## Teks Bacaan
****************************************
Tinta Media - Penunjukan Gubernur Jawa Tengah Ganjar Pranowo sebagai calon presiden 2024 oleh Megawati, menurut sebagian kalangan dirasa aneh.
"Ini dirasa aneh oleh sebagian kalangan," tutur Direktur Indonesian Justice Monitor (IJM) Agung Wisnuwardana dalam Program Aspirasi: Ganjar Pranowo, Fenomena Simulacra? Ahad (23/4/2023) di kanal Youtube Justice Monitor.
Ia mengungkap, lantaran beberapa hari sebelumnya Megawati tegas tidak akan memilih calon yang hanya bermodal pencitraan, namun nyatanya Megawati justru menunjuk Ganjar Pranowo yang selama ini aktif di media sosial.
Ia mengatakan, sebagian kalangan mengaku heran dengan tindakan Megawati tersebut. "Di satu sisi track record dari Ganjar di Jawa Tengah juga tidak terlalu menonjol. Di samping sosok ini tidak memiliki kepemimpinan yang konsepsional dan operasional serta miskin integritas dan prestasi," ujarnya.
****************************************
## Kutipan Data
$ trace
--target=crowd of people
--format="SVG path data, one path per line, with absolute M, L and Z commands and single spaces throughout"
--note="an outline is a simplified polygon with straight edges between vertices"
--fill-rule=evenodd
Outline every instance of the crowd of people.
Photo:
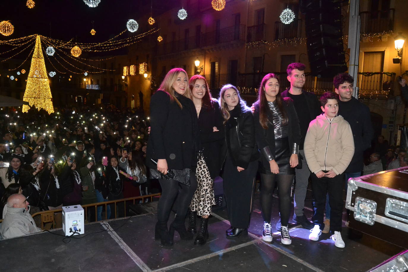
M 149 118 L 142 114 L 99 105 L 55 108 L 49 115 L 13 108 L 0 114 L 3 238 L 16 233 L 7 215 L 16 209 L 32 214 L 148 193 L 144 159 Z M 24 196 L 29 206 L 9 197 L 15 194 Z M 103 219 L 124 216 L 124 203 L 117 205 L 99 206 L 96 214 L 89 208 L 87 220 L 101 220 L 103 213 Z
M 293 220 L 310 230 L 310 240 L 330 232 L 335 245 L 344 247 L 341 217 L 347 181 L 366 174 L 377 161 L 382 162 L 382 170 L 406 165 L 408 160 L 405 150 L 386 147 L 384 155 L 374 153 L 365 166 L 364 153 L 371 146 L 374 131 L 369 109 L 353 96 L 354 79 L 339 74 L 333 78 L 335 92 L 318 99 L 302 88 L 305 69 L 299 63 L 288 66 L 290 86 L 282 93 L 278 77 L 266 75 L 251 108 L 235 86 L 224 86 L 216 100 L 204 77 L 189 79 L 184 70 L 174 68 L 151 97 L 150 119 L 111 107 L 65 109 L 50 115 L 6 113 L 0 144 L 0 161 L 10 164 L 0 169 L 5 221 L 9 213 L 27 214 L 28 202 L 46 209 L 120 199 L 146 193 L 144 183 L 157 179 L 162 195 L 155 239 L 171 246 L 175 232 L 183 240 L 195 234 L 194 244 L 202 245 L 209 236 L 215 177 L 223 178 L 231 224 L 226 234 L 233 239 L 248 232 L 259 172 L 264 241 L 272 241 L 272 193 L 277 184 L 276 228 L 282 244 L 292 243 L 294 181 Z M 374 148 L 384 147 L 379 137 Z M 312 222 L 304 213 L 309 179 Z M 16 197 L 22 193 L 24 197 Z M 117 207 L 119 216 L 124 205 Z M 113 216 L 114 205 L 110 208 L 105 211 L 108 217 Z M 100 220 L 102 208 L 96 215 L 92 210 L 90 220 Z M 172 211 L 175 215 L 169 226 Z M 0 228 L 6 238 L 6 223 Z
****************************************
## Tugas Latihan
Kutiplah tanpa perubahan bagian teks bacaan tentang penunjukan Ganjar Pranowo mulai dari "Ia mengungkap, lantaran" sampai "di media sosial.".

## Hasil Latihan
Ia mengungkap, lantaran beberapa hari sebelumnya Megawati tegas tidak akan memilih calon yang hanya bermodal pencitraan, namun nyatanya Megawati justru menunjuk Ganjar Pranowo yang selama ini aktif di media sosial.